**PASSAGE GIVEN:**
##############################
4 Frame sizes for newbies

This section covers the resizing part. Which frame you should capture, whether and how you should resize. This section is meant for people who are new to capturing (people who know how to capture or want to know more can follow section 5 instead).

In this section it will be explained how to resize to the correct target size. How this should be done, depends on a number of things, whether you live in a PAL and NTSC country (in subsection 4.1 a few things will be explained about the PAL and NTSC standards), your capture size, your active capture window (discussed in subsection 4.2) and the end format. In subsection 4.3 the minimal recommended capture size will be given. In subsection 4.4 it will be discussed how to determine to correct resizing settings.

4.1 Sample rates of some standard formats

It is important to understand that the size of the frame directly relates to the sampling rate used to create the pixel. If a 53.333 µs ⁽¹⁾ analogue signal was sampled at 14.32 MHz you get 910 pixels. If this same line is sampled at 13.5 MHz, you get 720 pixels. Although they both cover the same area. This concept of sampling can be reversed to understand how digital is turned back into analogue. If a device knows the standard, it knows how to create or what to do with the pixels.

Here are some 'standard' sampling rates: (Note: sample rate (in MHz) * width (in µs) = pixels.)

Standard	Sample rate in MHz	Width of standard in µs	Pixels
DV/DVD	13.5	53.333	720
DVD	13.5	52.148	704
SVCD	9	53.333	480
VCD¹/CVD	6.75	52.148	352
PAL TV on a PC	14.769 ²	52	768
1/2 (or 1/4 ¹) PAL TV on a PC	7.3845 ²	52	384
NTSC TV on a PC	12.3064 ²	52.6555	648
1/2 (or 1/4 ¹) NTSC TV on a PC	6.153 ²	52.6555	324

(1) VCD, 1/4 PAL and 1/4 NTSC have half the height of the other "standards"
(2) There are no devices that sample to or from PC pixels. The rates are derived from the fact that PC pixels are the same height as width, and screens have an aspect of 4:3. Given this, a full frame of PAL TV of 576 lines plays on a PC in a 768x576 frame. NTSC TV plays on a PC in a 648x486 frame.

References:
Digital video resolutions: A Quick Guide to Digital Video Resolution and Aspect Ratio Conversions.

4.2 Approximate active capture window

Capture cards only capture/sample a portion of this signal (this portion is called the active capture window). If you want to know how to determine this portion, you have to look at section 5. In this section, it will only be explained how to get an approximate value for the active capture window.

As stated in the introduction (subsection 3.1), for PAL the active picture is contained in about 52 µs of 576 active scan lines. Looking at various capture chips/drivers (listed in section 5) it turns out that the subrange of the "about 52 µs" which is actually captured lies between 51.56 µs and 53.333 µs. Where the former capture window is missing a part of the image (for 720x576 this results in 6 missing pixels) and the latter contains black borders (for 720x576 this results in a border of 18 black pixels).
##############################
**WRITTEN TASKS:**
a. Could you revise the frame-size guide between "4.1 Sample rates" and "with the pixels.", inclusive, putting "analog" wherever "analogue" appears?
b. Which standards does the table in the frame-size guide list?
c. Answer these from the frame-size guide:
(i) How many pixels do you get when a 53.333 µs analogue signal is sampled at 14.32 MHz?
(ii) In what frame size does NTSC TV play on a PC?
(iii) For 720x576, how many black pixels wide is the border in the 53.333 µs capture window?
The records that follow the frame-size guide come from a separate source.
##############################
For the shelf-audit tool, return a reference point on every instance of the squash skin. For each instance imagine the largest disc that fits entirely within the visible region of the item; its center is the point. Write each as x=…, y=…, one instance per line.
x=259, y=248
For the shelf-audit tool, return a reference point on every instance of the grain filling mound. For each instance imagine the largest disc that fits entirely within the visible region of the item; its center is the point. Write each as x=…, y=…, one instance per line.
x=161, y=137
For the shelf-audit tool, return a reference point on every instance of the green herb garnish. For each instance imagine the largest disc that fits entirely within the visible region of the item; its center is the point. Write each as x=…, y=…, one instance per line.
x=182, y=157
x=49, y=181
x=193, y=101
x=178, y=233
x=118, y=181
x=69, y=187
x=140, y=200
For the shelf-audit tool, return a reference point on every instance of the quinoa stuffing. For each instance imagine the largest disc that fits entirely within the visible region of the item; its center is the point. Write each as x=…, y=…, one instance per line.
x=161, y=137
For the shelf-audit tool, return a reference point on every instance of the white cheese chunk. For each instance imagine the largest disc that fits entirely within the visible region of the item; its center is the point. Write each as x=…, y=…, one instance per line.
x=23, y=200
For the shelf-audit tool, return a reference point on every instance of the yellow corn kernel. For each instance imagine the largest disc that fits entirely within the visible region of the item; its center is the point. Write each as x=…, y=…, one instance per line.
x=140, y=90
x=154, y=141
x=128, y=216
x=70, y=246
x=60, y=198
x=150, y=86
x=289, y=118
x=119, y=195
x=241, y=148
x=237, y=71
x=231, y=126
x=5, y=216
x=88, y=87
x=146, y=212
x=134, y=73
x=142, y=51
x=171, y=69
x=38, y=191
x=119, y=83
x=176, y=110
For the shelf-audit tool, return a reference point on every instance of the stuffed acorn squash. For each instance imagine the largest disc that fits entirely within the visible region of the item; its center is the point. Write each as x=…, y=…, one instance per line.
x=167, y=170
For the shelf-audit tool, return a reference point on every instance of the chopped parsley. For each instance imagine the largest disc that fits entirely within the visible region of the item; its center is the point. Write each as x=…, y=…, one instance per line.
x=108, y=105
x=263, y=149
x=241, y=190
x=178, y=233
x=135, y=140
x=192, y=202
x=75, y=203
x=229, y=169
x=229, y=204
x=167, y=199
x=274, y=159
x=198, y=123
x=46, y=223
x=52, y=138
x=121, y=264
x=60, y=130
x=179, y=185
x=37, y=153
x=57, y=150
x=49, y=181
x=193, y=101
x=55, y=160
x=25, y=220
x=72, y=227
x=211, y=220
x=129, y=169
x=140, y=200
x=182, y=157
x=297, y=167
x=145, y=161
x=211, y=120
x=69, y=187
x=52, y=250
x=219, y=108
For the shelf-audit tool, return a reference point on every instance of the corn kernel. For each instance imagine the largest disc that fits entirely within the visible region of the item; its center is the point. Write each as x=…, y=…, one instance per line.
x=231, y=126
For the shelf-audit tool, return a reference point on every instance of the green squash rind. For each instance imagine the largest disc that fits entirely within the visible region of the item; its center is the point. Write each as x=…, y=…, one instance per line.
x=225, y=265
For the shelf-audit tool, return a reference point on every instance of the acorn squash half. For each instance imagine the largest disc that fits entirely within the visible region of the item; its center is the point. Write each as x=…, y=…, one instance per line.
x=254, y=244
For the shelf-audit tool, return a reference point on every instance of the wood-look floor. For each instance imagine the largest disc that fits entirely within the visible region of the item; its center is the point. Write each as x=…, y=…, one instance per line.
##############################
**ANSWERS TO THE EXERCISES:**
a.
4.1 Sample rates of some standard formats

It is important to understand that the size of the frame directly relates to the sampling rate used to create the pixel. If a 53.333 µs ⁽¹⁾ analog signal was sampled at 14.32 MHz you get 910 pixels. If this same line is sampled at 13.5 MHz, you get 720 pixels. Although they both cover the same area. This concept of sampling can be reversed to understand how digital is turned back into analog. If a device knows the standard, it knows how to create or what to do with the pixels.

b.
DV/DVD
DVD
SVCD
VCD/CVD
PAL TV on a PC
1/2 (or 1/4) PAL TV on a PC
NTSC TV on a PC
1/2 (or 1/4) NTSC TV on a PC

c.
(i) 910
(ii) 648x486
(iii) 18